This shattered my world, totally, and it has been some kind of witch hunt to kill my reputation and life, despite this I’ve managed to sleep with 60+ women and ALWAYS told girls I was in a serious relationship with about the lies being spread. My conscience is 100% clean in that area, hence my ability to talk about it.
Now I’m gonna stop let this ruin my life, set myself some serious goals as, stupid enough, gaining some size has really impacted my confidence enough to finally do so.
Instead of focusing on my many lackings in life, it’s a long, long list Imma focus on my good sides and what I actually have.
I’m fit as fuck with a 6 pack and still looking buff in clothes. I got the worlds best dog, my Staffie named Samson who also is a super buff “dude”. I’ve finally gotten control over my former drug abuse, only thing I’ll let myself do from time to time is smoking some hashish or weed. I no longer drink to get drunk and mostly just stay away from both alcohol and hard drugs like meth, coke, mdmda, acid shrooms and so forth. I am on 16mg’s of subs a day and contemplating cutting that dose at least in half as it’s a poison about 400 times stronger than morphine when compared mg to mg.

**Excerpted records:**

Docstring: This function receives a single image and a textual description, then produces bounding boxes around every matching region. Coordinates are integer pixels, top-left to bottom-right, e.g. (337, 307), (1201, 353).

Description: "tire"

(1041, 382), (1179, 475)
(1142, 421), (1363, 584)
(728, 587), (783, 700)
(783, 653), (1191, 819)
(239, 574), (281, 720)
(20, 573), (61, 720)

**What to do:**
A: Copy the passage of the post about setting new goals word for word, beginning at the words "Now I’m gonna" and stopping after "I actually have.".
B: Write the next part of the post about setting new goals, picking up right after its final sentence.

**Solved problems:**
A:
Now I’m gonna stop let this ruin my life, set myself some serious goals as, stupid enough, gaining some size has really impacted my confidence enough to finally do so.
Instead of focusing on my many lackings in life, it’s a long, long list Imma focus on my good sides and what I actually have.

B:
Potential future goals: Getting a fitness and health education, like becoming a personal trainer and food consultant. Finally getting a second dog as getting my dog has been a slow but sure life changer for me and I’ve always wanted to have at least 2. Implementing yoga and meditation on a daily basis in my life, for mental and physical health(mostly mental as my physical health is pretty good already). Getting more self confident and not letting people push me over the top as I’ve, to my surprise, started getting insanely violent and even have trouble controlling it at times. Guess all the backstabbing, constant lies, false rumours and so forth finally pushed me over the edge.
Any words of encouragement is highly appreciated as I got no one in my life doing so. It’s no fun being a social reject because of shit you didn’t even do, it’s gotten me suicidal and depressed like nothing else.